▶ _SUPPLIED DATA_:
-------------------------

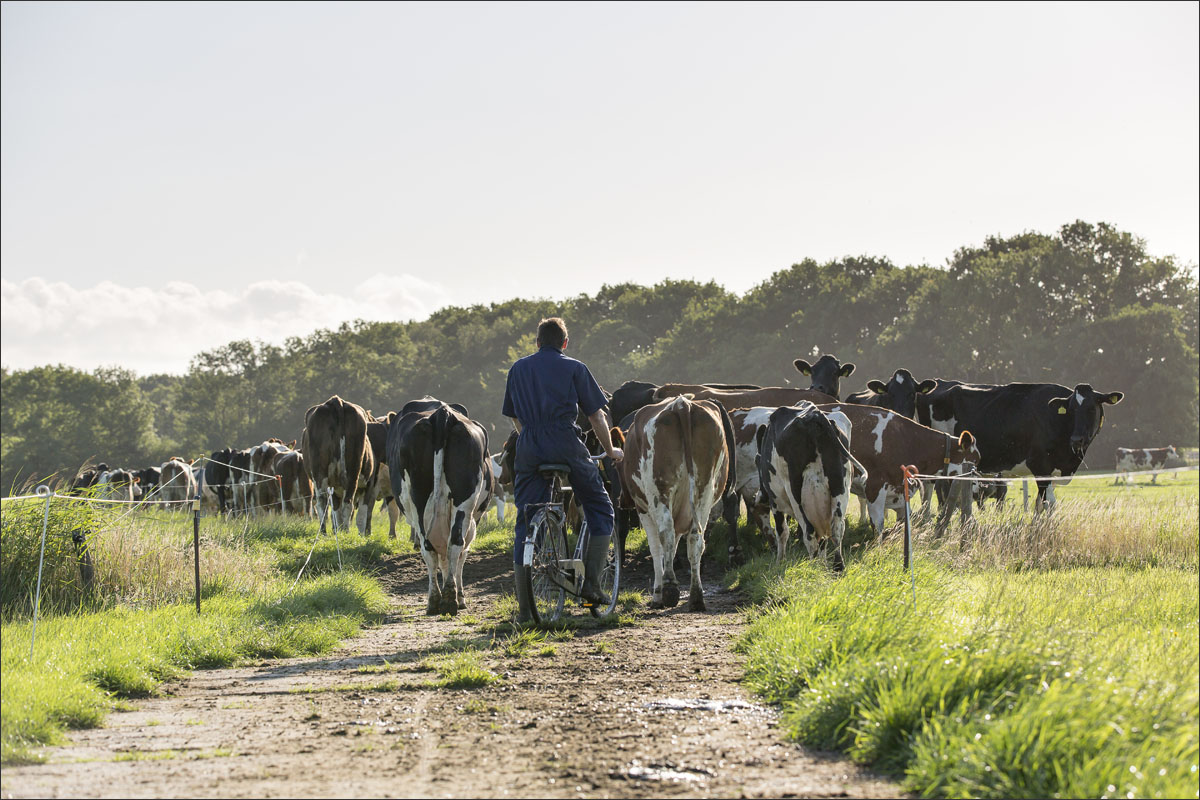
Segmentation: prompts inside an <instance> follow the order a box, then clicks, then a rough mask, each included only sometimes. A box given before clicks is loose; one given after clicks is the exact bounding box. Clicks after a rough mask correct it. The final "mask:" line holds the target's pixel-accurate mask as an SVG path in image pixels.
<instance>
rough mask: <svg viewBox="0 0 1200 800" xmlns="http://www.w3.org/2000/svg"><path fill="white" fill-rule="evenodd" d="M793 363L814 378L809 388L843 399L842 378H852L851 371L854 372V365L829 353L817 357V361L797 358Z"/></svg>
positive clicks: (804, 373) (798, 371) (799, 371)
mask: <svg viewBox="0 0 1200 800" xmlns="http://www.w3.org/2000/svg"><path fill="white" fill-rule="evenodd" d="M792 363H793V365H794V366H796V369H797V371H798V372H799V373H800V374H802V375H808V377H809V378H811V379H812V385H811V386H809V389H812V390H815V391H818V392H824V393H826V395H830V396H833V397H834V398H836V399H841V393H840V391H841V379H842V378H850V373H852V372H854V365H852V363H842V362H841V361H838V356H835V355H828V354H826V355H823V356H821V357H820V359H817V362H816V363H809V362H808V361H805V360H804V359H797V360H796V361H793V362H792Z"/></svg>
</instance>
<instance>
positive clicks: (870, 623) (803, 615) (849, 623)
mask: <svg viewBox="0 0 1200 800" xmlns="http://www.w3.org/2000/svg"><path fill="white" fill-rule="evenodd" d="M1193 531H1194V529H1193ZM1193 535H1194V533H1193ZM916 564H917V569H916V603H914V602H913V588H912V584H911V583H910V579H908V577H907V576H906V575H905V573H902V572H901V569H900V551H899V547H898V546H895V545H894V543H893V545H889V546H884V547H882V548H872V549H871V551H870V552H868V553H866V554H865V555H864V557H863V558H862V559H857V560H854V561H851V564H850V565H848V567H847V571H846V573H845V575H844V576H842V577H836V576H834V575H832V573H830V572H829V571H828V570H827V569H826V567H823V566H822V565H818V564H816V563H814V561H810V560H806V559H804V560H797V561H790V563H787V564H785V565H782V566H775V565H773V564H770V563H769V561H768V560H766V559H763V560H760V561H755V563H752V564H750V565H748V566H746V567H744V569H743V570H740V571H739V572H738V573H734V575H731V576H730V582H731V583H734V584H739V585H742V587H743V588H744V589H745V590H746V591H748V593H749V594H750V595H751V596H752V599H754V600H755V601H756V602H757V603H760V606H758V607H760V609H761V610H760V612H758V615H757V618H756V619H755V620H754V621H752V622H751V625H750V626H749V628H748V631H746V633H745V636H744V639H743V640H742V644H740V648H742V649H743V650H744V651H745V654H746V682H748V685H749V686H750V687H751V688H752V690H754V691H755V692H757V693H758V694H760V696H762V697H763V698H766V699H767V700H769V702H773V703H779V704H780V705H781V708H782V717H781V727H782V729H784V730H785V732H786V733H787V735H790V736H791V738H793V739H796V740H798V741H802V742H804V744H808V745H811V746H816V747H821V748H839V750H845V751H846V752H848V753H850V756H851V757H852V758H854V759H856V760H858V762H860V763H864V764H871V765H874V766H875V768H876V769H881V770H884V771H888V772H892V774H894V775H898V776H901V777H902V781H904V786H905V788H906V790H908V792H912V793H914V794H918V795H922V796H995V798H1009V796H1116V795H1117V794H1120V795H1122V796H1195V794H1196V760H1198V754H1200V734H1198V716H1200V714H1198V705H1200V691H1198V668H1196V664H1198V657H1200V652H1198V633H1200V632H1198V619H1200V609H1198V594H1196V578H1198V576H1196V569H1195V565H1194V563H1193V564H1192V566H1184V567H1172V566H1146V565H1144V564H1142V565H1139V564H1133V563H1127V564H1123V565H1117V566H1114V565H1108V566H1084V567H1060V569H1052V570H1046V569H1031V567H1030V566H1028V565H1019V567H1020V569H1018V570H1016V571H1013V570H1010V569H980V567H978V566H972V565H971V564H970V563H962V561H961V560H959V561H955V560H954V559H952V558H948V557H944V555H943V554H940V553H938V552H936V551H935V552H932V553H929V552H922V551H918V558H917V561H916Z"/></svg>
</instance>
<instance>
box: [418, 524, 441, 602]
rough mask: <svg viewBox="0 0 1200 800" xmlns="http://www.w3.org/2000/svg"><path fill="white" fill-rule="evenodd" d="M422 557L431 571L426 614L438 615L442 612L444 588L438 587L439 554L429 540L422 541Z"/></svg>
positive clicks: (421, 553) (421, 556) (427, 600)
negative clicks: (424, 559) (438, 562)
mask: <svg viewBox="0 0 1200 800" xmlns="http://www.w3.org/2000/svg"><path fill="white" fill-rule="evenodd" d="M421 558H424V559H425V569H426V570H427V571H428V573H430V593H428V596H427V597H426V603H425V614H426V616H437V615H438V614H440V613H442V590H440V589H439V587H438V555H437V553H434V552H433V551H432V549H431V548H430V543H428V542H427V541H422V542H421Z"/></svg>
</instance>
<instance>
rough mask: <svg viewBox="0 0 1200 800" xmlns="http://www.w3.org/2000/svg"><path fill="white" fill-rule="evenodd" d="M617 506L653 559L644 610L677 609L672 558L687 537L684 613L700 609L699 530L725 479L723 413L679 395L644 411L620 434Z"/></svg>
mask: <svg viewBox="0 0 1200 800" xmlns="http://www.w3.org/2000/svg"><path fill="white" fill-rule="evenodd" d="M617 471H618V474H619V475H620V482H622V503H623V504H624V505H626V506H630V505H631V506H632V507H636V509H637V515H638V517H640V518H641V522H642V528H643V529H644V530H646V539H647V541H648V542H649V546H650V557H652V558H653V560H654V594H653V600H652V602H650V606H652V607H654V608H662V607H672V606H674V604H677V603H678V602H679V584H678V582H677V581H676V573H674V553H676V551H677V549H678V547H679V540H680V539H683V537H684V536H686V537H688V561H689V564H690V565H691V591H690V595H689V597H688V606H689V608H691V609H694V610H704V590H703V587H702V585H701V581H700V563H701V555H702V554H703V552H704V525H706V524H707V523H708V518H709V513H710V511H712V509H713V506H714V505H715V504H716V501H718V500H720V499H721V497H724V495H725V492H726V489H727V486H728V482H730V477H731V475H733V431H732V426H731V425H730V422H728V414H725V413H724V409H722V408H721V407H720V405H719V404H718V403H715V402H712V401H695V402H692V401H691V399H690V398H689V397H688V396H686V395H682V396H679V397H674V398H668V399H664V401H660V402H658V403H653V404H650V405H646V407H643V408H642V409H640V410H638V411H637V414H636V415H635V416H634V423H632V425H631V426H630V428H629V433H628V434H626V435H625V458H624V461H622V462H620V464H619V465H618V468H617Z"/></svg>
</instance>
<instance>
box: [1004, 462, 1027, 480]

-------------------------

▶ _WORK ORDER_: Update all the entries above by changing every "positive clicks" to "foreground clicks" and keeping the rest of the text the same. Leave the pictures out of your answer.

▶ _EXERCISE RESPONSE_:
Segmentation: prompts inside an <instance> follow the order a box, then clicks, then a rough mask, each included only sometimes. A box given before clicks is loose; one given after clicks is the exact bounding box. Clicks after a rough mask correct it. The final "mask:" line holds the target's pixel-accurate mask as an SVG path in image pixels.
<instance>
rough mask: <svg viewBox="0 0 1200 800" xmlns="http://www.w3.org/2000/svg"><path fill="white" fill-rule="evenodd" d="M793 363L814 378L809 388L843 399L842 378H852L851 371L854 372V365L829 353L817 357V361L797 358Z"/></svg>
foreground clicks: (804, 373) (798, 371) (799, 371)
mask: <svg viewBox="0 0 1200 800" xmlns="http://www.w3.org/2000/svg"><path fill="white" fill-rule="evenodd" d="M792 363H793V365H794V366H796V369H797V371H798V372H799V373H800V374H802V375H808V377H809V378H811V379H812V385H811V386H809V389H812V390H815V391H818V392H824V393H826V395H830V396H833V397H834V398H836V399H841V393H840V391H841V379H842V378H850V373H852V372H854V365H852V363H842V362H841V361H838V356H835V355H828V354H826V355H823V356H821V357H820V359H817V362H816V363H809V362H808V361H805V360H804V359H797V360H796V361H793V362H792Z"/></svg>
</instance>
<instance>
foreground clicks: (870, 623) (803, 615) (849, 623)
mask: <svg viewBox="0 0 1200 800" xmlns="http://www.w3.org/2000/svg"><path fill="white" fill-rule="evenodd" d="M1193 531H1194V529H1193ZM1193 535H1194V533H1193ZM916 564H917V569H916V603H914V602H913V588H912V584H911V583H910V579H908V577H907V576H906V575H905V573H902V572H901V569H900V551H899V547H898V546H895V545H894V543H893V545H889V546H884V547H882V548H872V549H871V551H870V552H868V553H866V554H865V555H864V557H863V558H862V559H857V560H854V561H851V564H850V565H848V567H847V571H846V573H845V575H844V576H842V577H836V576H834V575H832V573H830V572H829V571H828V570H827V569H826V567H823V566H822V565H818V564H816V563H814V561H810V560H806V559H804V560H797V561H790V563H787V564H785V565H782V566H775V565H773V564H770V563H769V561H768V560H766V559H763V560H760V561H755V563H752V564H750V565H748V566H746V567H744V569H743V570H740V571H739V572H738V573H734V575H731V576H730V582H731V583H734V584H739V585H742V587H743V588H744V589H745V590H746V591H748V593H749V594H750V595H751V596H752V599H754V600H755V601H756V602H757V603H760V606H758V607H760V609H761V610H760V612H758V615H757V618H756V619H755V620H754V621H752V622H751V625H750V626H749V628H748V631H746V633H745V636H744V639H743V640H742V644H740V648H742V649H743V650H744V651H745V654H746V682H748V685H749V686H750V687H751V688H752V690H754V691H755V692H757V693H758V694H760V696H762V697H763V698H766V699H767V700H769V702H773V703H779V704H780V705H781V708H782V717H781V727H782V729H784V730H785V732H786V733H787V735H790V736H791V738H793V739H796V740H798V741H802V742H804V744H808V745H811V746H816V747H821V748H839V750H845V751H846V752H848V753H850V756H851V757H852V758H854V759H856V760H858V762H860V763H864V764H871V765H874V766H875V768H876V769H881V770H884V771H888V772H892V774H894V775H898V776H901V777H902V781H904V786H905V788H906V790H908V792H912V793H914V794H918V795H922V796H995V798H1009V796H1116V795H1117V794H1120V795H1122V796H1195V794H1196V760H1198V754H1200V734H1198V716H1200V714H1198V705H1200V691H1198V668H1196V664H1198V657H1200V652H1198V633H1200V632H1198V619H1200V609H1198V594H1196V578H1198V576H1196V569H1195V565H1194V563H1193V564H1192V566H1184V567H1172V566H1146V565H1144V564H1142V565H1139V564H1133V563H1127V564H1123V565H1117V566H1114V565H1108V566H1084V567H1060V569H1052V570H1046V569H1031V567H1030V566H1028V565H1019V567H1020V569H1018V570H1016V571H1013V570H1010V569H980V567H978V566H972V565H971V564H970V563H962V561H961V560H959V561H955V560H954V559H952V558H948V557H944V555H943V554H940V553H938V552H936V551H935V552H932V553H929V552H922V551H918V558H917V561H916Z"/></svg>
</instance>
<instance>
box: [418, 524, 441, 602]
rough mask: <svg viewBox="0 0 1200 800" xmlns="http://www.w3.org/2000/svg"><path fill="white" fill-rule="evenodd" d="M422 557L431 571L426 614L438 615L442 612L444 588L438 587L439 554L429 540L422 541Z"/></svg>
foreground clicks: (421, 553) (421, 556) (427, 600)
negative clicks: (424, 559) (438, 562)
mask: <svg viewBox="0 0 1200 800" xmlns="http://www.w3.org/2000/svg"><path fill="white" fill-rule="evenodd" d="M421 558H424V559H425V569H426V570H427V571H428V573H430V593H428V596H427V597H426V603H425V614H426V616H437V615H438V614H440V613H442V590H440V589H439V587H438V555H437V553H434V552H433V551H432V549H431V548H430V543H428V542H427V541H422V542H421Z"/></svg>
</instance>
<instance>
rough mask: <svg viewBox="0 0 1200 800" xmlns="http://www.w3.org/2000/svg"><path fill="white" fill-rule="evenodd" d="M617 506L653 559L644 610L677 609L672 558L687 537L684 613L700 609L699 530L725 479L723 413L679 395L644 411L620 434Z"/></svg>
mask: <svg viewBox="0 0 1200 800" xmlns="http://www.w3.org/2000/svg"><path fill="white" fill-rule="evenodd" d="M617 471H618V474H619V475H620V482H622V503H623V504H624V505H626V506H630V505H631V506H632V507H636V509H637V515H638V517H640V518H641V522H642V528H643V529H644V530H646V539H647V541H648V542H649V546H650V557H652V558H653V560H654V594H653V600H652V602H650V606H652V607H654V608H662V607H672V606H674V604H677V603H678V602H679V584H678V582H677V581H676V573H674V553H676V551H677V549H678V547H679V540H680V539H683V537H684V536H686V537H688V561H689V564H690V565H691V591H690V595H689V597H688V606H689V608H691V609H694V610H704V590H703V587H702V585H701V581H700V563H701V555H702V554H703V552H704V525H706V524H707V523H708V518H709V513H710V511H712V509H713V506H714V505H715V504H716V501H718V500H720V499H721V497H724V495H725V492H726V489H727V486H728V482H730V477H731V475H733V431H732V426H731V425H730V422H728V414H725V413H724V409H722V408H721V407H720V405H719V404H718V403H715V402H712V401H695V402H692V401H691V399H690V398H689V397H688V396H686V395H682V396H679V397H674V398H668V399H664V401H660V402H658V403H653V404H650V405H646V407H643V408H642V409H640V410H638V411H637V414H636V415H635V416H634V423H632V425H631V426H630V428H629V433H628V434H626V435H625V458H624V461H622V462H620V464H619V465H618V468H617Z"/></svg>
</instance>
<instance>
box: [1004, 462, 1027, 480]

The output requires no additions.